Given problem:
Your task is to return the line containing "dock in the picture above." plus every line after it, exactly and with nothing added.

Exercise input:

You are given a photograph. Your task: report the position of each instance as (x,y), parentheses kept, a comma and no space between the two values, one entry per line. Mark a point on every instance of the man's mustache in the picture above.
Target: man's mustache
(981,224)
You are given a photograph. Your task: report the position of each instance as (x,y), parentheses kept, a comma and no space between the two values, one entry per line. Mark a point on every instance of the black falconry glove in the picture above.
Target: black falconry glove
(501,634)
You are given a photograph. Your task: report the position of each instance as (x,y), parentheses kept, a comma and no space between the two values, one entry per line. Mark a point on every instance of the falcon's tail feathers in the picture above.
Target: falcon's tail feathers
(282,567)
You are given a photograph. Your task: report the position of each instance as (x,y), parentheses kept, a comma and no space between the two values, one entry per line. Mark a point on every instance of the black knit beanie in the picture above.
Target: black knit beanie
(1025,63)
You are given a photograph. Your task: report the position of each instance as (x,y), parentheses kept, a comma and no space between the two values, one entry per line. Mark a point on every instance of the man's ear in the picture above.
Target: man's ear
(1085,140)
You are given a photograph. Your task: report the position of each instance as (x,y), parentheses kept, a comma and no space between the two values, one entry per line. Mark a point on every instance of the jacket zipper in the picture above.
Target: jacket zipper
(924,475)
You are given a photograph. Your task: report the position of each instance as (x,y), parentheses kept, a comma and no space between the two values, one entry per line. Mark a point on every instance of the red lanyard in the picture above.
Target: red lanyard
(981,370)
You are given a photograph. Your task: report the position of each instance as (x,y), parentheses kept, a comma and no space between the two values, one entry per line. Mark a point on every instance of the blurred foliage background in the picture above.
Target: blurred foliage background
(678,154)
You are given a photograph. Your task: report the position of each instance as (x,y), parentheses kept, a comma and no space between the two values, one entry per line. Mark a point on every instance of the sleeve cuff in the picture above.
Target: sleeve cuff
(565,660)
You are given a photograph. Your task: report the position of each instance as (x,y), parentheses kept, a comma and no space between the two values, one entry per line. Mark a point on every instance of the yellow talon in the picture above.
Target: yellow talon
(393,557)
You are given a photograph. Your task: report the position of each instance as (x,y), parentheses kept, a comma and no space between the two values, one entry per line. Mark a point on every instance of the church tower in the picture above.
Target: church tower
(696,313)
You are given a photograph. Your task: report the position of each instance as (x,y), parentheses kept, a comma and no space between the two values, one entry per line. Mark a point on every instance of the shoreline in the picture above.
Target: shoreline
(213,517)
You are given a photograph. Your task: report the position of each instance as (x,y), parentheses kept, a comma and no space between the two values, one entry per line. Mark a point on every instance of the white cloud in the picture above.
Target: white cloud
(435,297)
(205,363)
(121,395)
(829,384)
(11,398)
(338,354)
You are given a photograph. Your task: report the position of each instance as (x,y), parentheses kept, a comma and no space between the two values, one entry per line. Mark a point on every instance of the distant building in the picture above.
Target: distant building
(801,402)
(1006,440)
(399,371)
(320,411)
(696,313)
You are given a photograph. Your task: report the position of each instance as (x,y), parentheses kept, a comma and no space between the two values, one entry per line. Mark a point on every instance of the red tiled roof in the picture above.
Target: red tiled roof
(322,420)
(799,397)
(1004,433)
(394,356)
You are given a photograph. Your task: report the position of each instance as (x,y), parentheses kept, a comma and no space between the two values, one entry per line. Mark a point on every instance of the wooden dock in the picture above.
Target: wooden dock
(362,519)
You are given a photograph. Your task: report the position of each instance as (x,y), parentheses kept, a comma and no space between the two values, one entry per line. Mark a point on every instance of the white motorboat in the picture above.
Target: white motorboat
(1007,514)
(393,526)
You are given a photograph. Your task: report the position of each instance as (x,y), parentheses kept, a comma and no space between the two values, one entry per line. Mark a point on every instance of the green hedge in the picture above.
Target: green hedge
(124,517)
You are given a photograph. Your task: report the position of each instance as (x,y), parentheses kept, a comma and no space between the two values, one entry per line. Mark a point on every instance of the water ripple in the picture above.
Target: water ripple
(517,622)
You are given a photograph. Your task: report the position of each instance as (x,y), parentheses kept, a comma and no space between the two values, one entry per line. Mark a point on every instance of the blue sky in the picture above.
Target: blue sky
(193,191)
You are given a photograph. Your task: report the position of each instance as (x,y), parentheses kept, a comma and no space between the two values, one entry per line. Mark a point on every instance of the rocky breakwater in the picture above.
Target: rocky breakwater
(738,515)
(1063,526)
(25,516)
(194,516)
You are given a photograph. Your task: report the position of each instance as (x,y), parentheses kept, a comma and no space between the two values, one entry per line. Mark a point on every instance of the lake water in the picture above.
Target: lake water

Exercise result:
You are given a photograph. Your task: report the position of each instance as (x,y), parentheses kept, a comma and no space between the two values, one entry per line. Mark a point on every instance of the wooden dock in the picture above.
Target: wooden dock
(362,519)
You are given a photograph. Your task: report the position of each instance as (x,y), parentheses kept, a comma and no space between the two values, one entry per line. Mark a point on every instance of the white motorboat in the picture above.
Target: white motorboat
(1007,514)
(393,526)
You are given a photograph. Your task: report the position of each instance as (x,y), parentheses kept, a comma and no space between the two values, one entry per line. Mark a point on every instance of the green hedge in the picture above.
Target: green hedge
(124,517)
You are given a photograph. Your task: report the position of each instance as (x,y), parentheses kept, a comma and no space between the two values, one entry per line. Mark a point on every instance of the water ripple in the picture above.
Target: water ripple
(517,622)
You are given a photograph. Your task: report the position of each instance as (x,y), parentheses kept, a comma and no space between the two values, one entry per line. Mark a point on every instance of the blue sky in the picture above.
Target: blue sky
(193,191)
You are given a photograph. Your task: report the position of each instance as (x,y), parentheses kept, a comma and no space between the two values, one entry per line. Mark a point on every instance of the rocky breakwater in the picture above.
Target: rocky breakwater
(738,515)
(1063,526)
(25,516)
(194,516)
You are given a photograph. Your task: report the position of each instance as (x,y), parentheses kept, a comma and no space between the two values, one entry per line. Mark a point on every instance of the lake water in the picture above.
Target: lake water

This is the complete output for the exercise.